◆ Required task
Return each line from the items below that contains the word "plumage", reproduced in full.

◆ Input for this task
-------
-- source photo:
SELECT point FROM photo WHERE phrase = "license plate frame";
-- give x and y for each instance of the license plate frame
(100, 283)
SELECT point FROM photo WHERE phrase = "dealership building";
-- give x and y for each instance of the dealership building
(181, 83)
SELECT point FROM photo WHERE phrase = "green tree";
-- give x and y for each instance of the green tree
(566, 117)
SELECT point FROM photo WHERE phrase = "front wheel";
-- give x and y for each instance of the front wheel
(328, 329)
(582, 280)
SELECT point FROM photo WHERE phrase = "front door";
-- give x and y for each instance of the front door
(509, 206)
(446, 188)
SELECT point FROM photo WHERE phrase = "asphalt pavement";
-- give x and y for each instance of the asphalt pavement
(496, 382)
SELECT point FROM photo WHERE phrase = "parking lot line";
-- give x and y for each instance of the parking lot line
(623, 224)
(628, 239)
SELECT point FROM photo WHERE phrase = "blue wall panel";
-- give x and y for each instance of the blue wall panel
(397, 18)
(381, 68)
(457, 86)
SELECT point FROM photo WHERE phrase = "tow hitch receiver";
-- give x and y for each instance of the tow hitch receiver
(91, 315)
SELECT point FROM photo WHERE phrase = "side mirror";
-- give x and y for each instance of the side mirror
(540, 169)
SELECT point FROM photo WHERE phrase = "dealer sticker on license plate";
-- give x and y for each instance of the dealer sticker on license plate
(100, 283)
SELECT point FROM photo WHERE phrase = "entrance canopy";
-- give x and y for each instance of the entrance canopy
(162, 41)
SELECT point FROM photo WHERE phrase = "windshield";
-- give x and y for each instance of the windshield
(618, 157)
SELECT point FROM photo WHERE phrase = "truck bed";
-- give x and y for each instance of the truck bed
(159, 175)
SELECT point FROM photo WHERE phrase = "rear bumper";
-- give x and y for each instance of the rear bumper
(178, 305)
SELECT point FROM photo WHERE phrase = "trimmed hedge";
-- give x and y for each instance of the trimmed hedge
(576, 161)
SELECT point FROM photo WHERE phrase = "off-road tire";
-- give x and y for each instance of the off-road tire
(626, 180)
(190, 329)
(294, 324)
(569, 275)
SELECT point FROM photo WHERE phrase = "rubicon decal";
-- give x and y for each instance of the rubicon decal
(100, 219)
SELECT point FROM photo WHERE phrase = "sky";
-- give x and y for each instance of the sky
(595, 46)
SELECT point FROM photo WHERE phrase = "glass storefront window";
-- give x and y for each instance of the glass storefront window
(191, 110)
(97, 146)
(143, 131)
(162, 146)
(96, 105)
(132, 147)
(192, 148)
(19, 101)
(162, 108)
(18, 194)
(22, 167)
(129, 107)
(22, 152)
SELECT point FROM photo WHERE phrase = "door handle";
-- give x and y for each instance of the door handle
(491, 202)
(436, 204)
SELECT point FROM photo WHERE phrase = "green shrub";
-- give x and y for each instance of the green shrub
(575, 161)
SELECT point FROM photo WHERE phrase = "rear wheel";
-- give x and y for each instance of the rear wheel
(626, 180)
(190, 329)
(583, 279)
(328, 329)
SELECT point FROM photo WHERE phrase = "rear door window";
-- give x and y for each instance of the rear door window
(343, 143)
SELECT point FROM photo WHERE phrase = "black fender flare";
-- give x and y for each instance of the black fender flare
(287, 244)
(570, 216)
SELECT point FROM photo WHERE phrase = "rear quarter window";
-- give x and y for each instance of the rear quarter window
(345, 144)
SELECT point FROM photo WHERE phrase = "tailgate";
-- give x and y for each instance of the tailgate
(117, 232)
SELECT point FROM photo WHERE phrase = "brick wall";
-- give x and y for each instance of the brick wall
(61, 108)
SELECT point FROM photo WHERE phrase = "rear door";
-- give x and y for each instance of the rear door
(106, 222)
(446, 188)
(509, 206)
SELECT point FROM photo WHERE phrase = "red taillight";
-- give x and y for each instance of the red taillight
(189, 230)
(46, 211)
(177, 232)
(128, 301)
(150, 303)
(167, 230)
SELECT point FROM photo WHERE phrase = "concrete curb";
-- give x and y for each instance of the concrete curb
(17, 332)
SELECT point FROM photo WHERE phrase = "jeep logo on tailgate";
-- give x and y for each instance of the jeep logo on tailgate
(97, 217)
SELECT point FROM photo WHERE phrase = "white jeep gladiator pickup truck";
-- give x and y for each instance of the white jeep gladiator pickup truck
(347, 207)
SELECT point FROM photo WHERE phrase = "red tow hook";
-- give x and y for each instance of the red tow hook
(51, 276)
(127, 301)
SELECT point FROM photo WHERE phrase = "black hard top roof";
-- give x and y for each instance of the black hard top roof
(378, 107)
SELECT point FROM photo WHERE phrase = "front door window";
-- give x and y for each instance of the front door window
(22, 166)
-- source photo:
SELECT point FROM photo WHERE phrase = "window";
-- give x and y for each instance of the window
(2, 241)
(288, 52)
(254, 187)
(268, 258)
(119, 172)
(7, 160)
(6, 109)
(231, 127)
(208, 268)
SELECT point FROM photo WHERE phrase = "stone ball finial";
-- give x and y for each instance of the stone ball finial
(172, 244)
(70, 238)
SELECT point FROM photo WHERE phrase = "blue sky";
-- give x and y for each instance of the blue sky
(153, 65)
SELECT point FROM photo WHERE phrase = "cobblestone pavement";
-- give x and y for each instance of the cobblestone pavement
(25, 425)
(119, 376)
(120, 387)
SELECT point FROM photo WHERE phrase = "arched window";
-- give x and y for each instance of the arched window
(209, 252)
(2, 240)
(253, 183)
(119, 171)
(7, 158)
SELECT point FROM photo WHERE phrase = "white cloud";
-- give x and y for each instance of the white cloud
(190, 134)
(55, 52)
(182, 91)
-------
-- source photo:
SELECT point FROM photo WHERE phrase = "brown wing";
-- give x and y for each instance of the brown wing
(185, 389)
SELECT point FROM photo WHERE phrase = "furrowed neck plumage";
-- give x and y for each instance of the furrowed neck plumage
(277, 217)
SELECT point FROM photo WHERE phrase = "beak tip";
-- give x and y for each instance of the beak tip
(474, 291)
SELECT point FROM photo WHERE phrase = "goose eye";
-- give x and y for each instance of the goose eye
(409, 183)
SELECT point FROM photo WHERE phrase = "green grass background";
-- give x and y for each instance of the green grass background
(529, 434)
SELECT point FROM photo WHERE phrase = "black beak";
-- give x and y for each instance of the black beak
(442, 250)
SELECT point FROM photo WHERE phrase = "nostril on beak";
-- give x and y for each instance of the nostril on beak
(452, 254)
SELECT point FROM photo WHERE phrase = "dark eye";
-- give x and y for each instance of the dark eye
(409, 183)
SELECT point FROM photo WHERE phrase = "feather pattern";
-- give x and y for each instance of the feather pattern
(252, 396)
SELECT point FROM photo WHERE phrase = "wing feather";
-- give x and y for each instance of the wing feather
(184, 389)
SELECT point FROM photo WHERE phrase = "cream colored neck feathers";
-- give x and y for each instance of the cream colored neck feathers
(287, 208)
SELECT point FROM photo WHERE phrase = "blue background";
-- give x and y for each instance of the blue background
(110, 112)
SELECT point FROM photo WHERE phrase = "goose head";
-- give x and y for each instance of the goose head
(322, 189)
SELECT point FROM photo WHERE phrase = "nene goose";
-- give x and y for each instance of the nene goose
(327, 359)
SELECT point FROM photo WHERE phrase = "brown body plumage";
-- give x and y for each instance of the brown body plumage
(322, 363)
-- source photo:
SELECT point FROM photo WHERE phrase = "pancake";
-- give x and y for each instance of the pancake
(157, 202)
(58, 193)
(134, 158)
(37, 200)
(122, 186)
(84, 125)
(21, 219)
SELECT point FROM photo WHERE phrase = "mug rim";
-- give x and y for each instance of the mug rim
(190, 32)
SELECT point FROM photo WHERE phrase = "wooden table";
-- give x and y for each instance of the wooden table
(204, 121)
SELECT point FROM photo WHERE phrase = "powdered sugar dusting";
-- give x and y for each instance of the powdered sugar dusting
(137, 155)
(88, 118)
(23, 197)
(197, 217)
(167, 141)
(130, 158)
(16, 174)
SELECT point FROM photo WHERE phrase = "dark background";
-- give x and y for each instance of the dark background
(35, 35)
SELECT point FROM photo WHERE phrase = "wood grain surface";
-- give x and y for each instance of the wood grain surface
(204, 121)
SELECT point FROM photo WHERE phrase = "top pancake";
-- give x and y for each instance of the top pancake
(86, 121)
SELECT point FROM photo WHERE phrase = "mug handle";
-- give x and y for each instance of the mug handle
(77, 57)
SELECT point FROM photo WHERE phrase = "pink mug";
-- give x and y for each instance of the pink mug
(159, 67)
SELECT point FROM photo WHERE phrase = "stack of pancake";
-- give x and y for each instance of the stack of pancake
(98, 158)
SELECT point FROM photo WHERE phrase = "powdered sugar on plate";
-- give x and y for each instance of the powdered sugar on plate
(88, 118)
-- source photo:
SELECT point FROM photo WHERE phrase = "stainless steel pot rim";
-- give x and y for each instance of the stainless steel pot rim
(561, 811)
-------
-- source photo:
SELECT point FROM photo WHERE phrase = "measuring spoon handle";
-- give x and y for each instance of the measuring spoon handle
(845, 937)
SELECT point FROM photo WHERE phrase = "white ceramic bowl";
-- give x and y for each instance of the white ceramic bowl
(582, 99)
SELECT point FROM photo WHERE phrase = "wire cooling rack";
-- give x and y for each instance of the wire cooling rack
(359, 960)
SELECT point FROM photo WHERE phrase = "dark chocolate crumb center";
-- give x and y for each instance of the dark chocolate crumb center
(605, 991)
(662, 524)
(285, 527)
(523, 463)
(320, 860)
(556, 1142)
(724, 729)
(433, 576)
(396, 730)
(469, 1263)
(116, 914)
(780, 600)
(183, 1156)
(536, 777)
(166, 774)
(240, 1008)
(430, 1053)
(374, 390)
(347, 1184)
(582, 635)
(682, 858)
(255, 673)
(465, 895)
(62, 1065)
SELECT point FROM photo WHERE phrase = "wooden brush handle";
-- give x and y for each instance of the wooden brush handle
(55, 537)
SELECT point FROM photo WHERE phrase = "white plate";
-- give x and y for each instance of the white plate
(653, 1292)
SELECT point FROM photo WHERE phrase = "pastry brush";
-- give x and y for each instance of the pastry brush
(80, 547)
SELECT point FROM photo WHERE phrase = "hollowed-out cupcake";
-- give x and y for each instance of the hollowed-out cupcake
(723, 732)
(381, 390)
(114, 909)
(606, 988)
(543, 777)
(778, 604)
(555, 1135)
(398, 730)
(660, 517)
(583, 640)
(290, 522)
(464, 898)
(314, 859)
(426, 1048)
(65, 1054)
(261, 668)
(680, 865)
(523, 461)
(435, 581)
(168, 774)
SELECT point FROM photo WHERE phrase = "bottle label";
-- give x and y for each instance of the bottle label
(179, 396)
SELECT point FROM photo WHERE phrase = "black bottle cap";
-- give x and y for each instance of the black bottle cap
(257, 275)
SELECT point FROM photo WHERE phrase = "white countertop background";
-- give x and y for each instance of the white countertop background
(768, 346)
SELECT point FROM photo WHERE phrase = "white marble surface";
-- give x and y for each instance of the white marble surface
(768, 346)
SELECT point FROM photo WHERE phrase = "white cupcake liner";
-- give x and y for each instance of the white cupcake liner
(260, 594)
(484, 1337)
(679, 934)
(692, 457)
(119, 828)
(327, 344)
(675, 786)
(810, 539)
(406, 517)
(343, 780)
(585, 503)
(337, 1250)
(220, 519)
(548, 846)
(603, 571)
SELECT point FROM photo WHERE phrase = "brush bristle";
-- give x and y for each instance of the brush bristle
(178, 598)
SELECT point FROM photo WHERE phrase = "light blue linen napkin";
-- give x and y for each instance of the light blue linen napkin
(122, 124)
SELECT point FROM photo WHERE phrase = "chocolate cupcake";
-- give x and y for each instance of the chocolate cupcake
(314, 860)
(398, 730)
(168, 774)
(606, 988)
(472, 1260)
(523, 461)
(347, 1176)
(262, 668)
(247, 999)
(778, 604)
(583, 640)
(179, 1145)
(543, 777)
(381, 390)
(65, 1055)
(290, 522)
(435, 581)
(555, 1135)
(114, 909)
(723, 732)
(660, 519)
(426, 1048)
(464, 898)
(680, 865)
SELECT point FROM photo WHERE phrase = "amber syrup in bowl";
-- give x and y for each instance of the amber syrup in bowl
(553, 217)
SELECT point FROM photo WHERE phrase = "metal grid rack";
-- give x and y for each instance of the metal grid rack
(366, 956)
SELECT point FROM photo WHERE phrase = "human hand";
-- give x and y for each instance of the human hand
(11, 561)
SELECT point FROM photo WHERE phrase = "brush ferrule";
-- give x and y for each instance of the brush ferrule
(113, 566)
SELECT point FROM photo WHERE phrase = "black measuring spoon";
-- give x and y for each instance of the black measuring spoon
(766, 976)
-------
◆ Finished exercise
SELECT point FROM photo WHERE phrase = "furrowed neck plumage";
-- give x and y for each instance of the furrowed neck plumage
SELECT point FROM photo WHERE phrase = "brown body plumage";
-- give x and y for each instance of the brown body plumage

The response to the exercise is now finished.